▸ **ЗАДАНИЯ**:
a. Перечислите по исходному тексту все комитеты, в которых, по словам Штефани, заседают Бригитта и её подружки.
b. Где, как говорит Штефани в исходном тексте, казнили тех, кого считали виновными?

▸ **ИСХОДНЫЙ ТЕКСТ**:

========================

А бурный монолог Штефани продолжается: «Мне всё это надоело. Надоело слышать, что только мы, немцы, были плохими и что нам всем надо об этом постоянно напоминать. Что, значит «мы» начали войну, отравляли евреев газом, разрушили Россию? Я-то этого не делала, чёрт вас побери! А те, кого считали виновными, уже давно казнены в Нюрнберге. И дед мой туда угодил. Чего же теперь от меня хотят?..».

Штефани внимательно прислушивается к своей бабке, рассказывающей ей и про деда, и про Гитлера, которого видела вблизи несколько раз («Жаль, что потом Гитлер свихнулся, а то бы войну мы не проиграли... И евреев надо было уничтожить, иначе они бы сами Германию уничтожили!»). Штефани терпеть не может старшую сестру Бригитту: «Чего только она и её подружки не делают, чтобы «искупить вину»! Заседают в комитете за мир, в комитете за международное взаимопонимание, в комитете борьбы против ненависти к иностранцам – знаете, это уж на нервы действует! В один прекрасный день она создаст комитет поротых задниц и станет его председательшей!». И вот – финал, апогей, кульминация: «Хотелось бы пожить среди победителей, а не побеждённых. Посмотрите, как французы гордятся своей страной. Или англичане. Или даже русские. Я бы хотела быть такой гордой, как те люди. Держать высоко голову и верить в будущее. Даже если потом и пошло наперекосяк, всё равно поначалу-то было жуть как здорово!..».

========================

▸ **СТРОКИ ДАННЫХ**:

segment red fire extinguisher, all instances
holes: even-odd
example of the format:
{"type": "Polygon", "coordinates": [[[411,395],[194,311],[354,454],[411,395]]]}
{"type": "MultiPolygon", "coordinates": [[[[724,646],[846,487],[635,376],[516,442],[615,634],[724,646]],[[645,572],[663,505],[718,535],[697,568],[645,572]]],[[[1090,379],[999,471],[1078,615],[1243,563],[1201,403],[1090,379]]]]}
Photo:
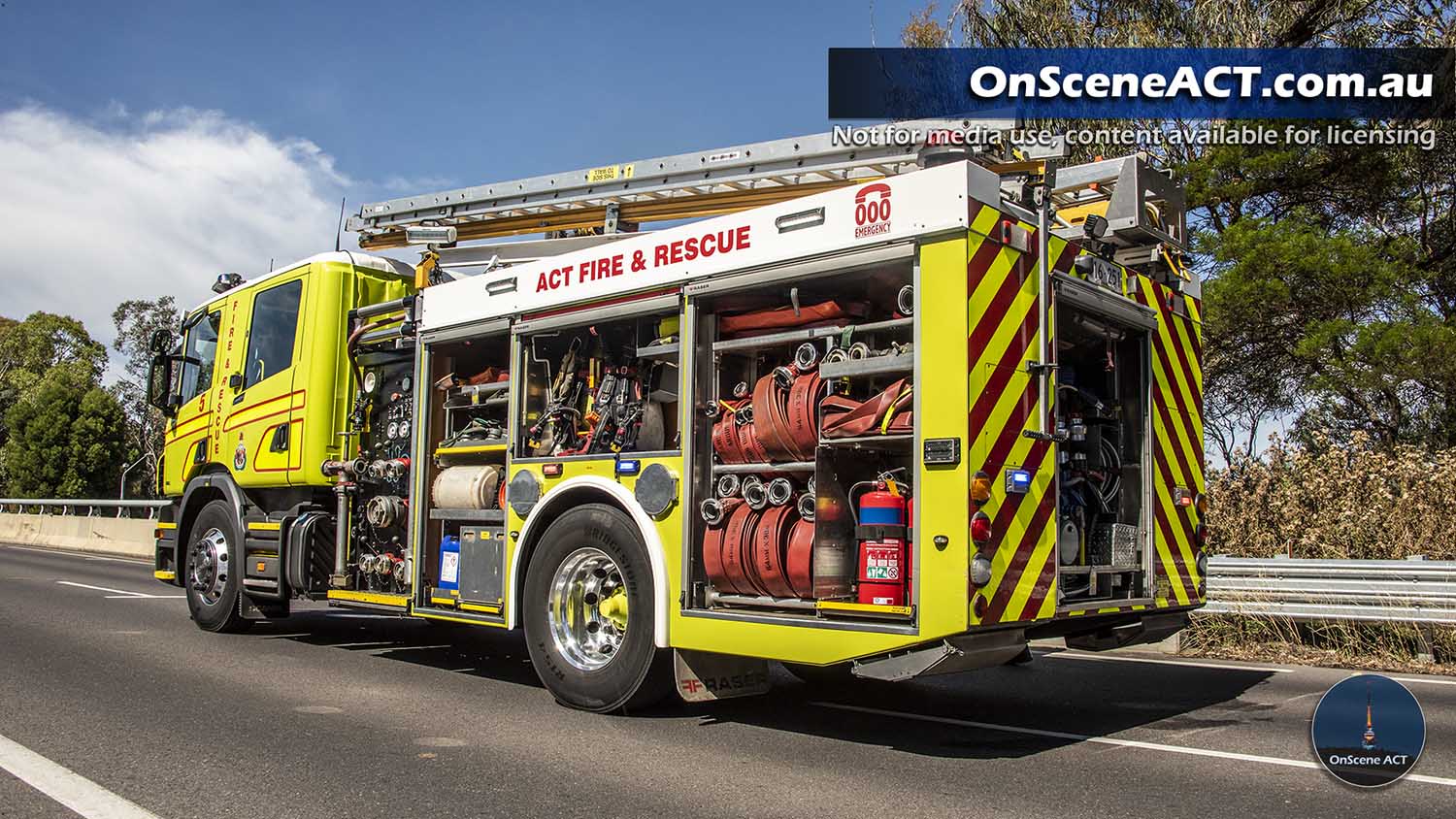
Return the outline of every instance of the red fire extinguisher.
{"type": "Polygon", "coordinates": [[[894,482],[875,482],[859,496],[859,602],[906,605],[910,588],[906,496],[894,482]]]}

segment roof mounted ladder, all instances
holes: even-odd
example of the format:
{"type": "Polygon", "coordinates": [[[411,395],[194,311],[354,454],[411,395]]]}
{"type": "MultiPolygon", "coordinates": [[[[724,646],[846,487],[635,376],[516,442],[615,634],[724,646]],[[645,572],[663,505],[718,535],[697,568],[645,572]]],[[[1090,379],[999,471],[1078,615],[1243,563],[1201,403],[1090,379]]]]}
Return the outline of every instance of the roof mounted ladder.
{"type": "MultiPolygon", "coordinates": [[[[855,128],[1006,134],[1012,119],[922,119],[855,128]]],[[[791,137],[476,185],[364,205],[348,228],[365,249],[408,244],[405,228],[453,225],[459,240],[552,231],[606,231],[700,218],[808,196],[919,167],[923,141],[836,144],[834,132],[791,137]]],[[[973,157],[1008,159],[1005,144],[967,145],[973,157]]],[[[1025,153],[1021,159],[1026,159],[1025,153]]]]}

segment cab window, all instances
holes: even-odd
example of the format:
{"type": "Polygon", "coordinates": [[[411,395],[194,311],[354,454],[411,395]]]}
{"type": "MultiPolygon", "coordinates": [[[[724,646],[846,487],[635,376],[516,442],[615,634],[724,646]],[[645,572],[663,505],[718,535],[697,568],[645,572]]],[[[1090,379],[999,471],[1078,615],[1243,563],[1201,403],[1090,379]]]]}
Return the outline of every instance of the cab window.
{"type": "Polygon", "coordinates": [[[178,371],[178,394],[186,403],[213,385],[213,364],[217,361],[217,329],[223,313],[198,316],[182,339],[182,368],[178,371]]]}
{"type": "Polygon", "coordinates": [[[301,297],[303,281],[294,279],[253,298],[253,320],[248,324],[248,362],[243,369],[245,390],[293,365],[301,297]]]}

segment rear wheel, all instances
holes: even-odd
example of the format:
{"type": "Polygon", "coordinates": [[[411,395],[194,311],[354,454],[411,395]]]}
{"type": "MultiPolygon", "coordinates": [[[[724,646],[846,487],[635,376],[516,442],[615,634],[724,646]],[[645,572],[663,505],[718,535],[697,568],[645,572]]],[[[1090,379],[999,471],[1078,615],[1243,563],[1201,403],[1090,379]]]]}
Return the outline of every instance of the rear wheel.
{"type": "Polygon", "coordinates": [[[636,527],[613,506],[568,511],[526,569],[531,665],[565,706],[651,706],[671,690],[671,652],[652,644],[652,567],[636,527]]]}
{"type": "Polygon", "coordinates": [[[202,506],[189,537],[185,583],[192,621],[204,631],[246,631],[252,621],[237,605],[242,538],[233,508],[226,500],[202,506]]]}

========================

▸ **ОТВЕТЫ**:
a.
- комитет за мир
- комитет за международное взаимопонимание
- комитет борьбы против ненависти к иностранцам

b. В Нюрнберге.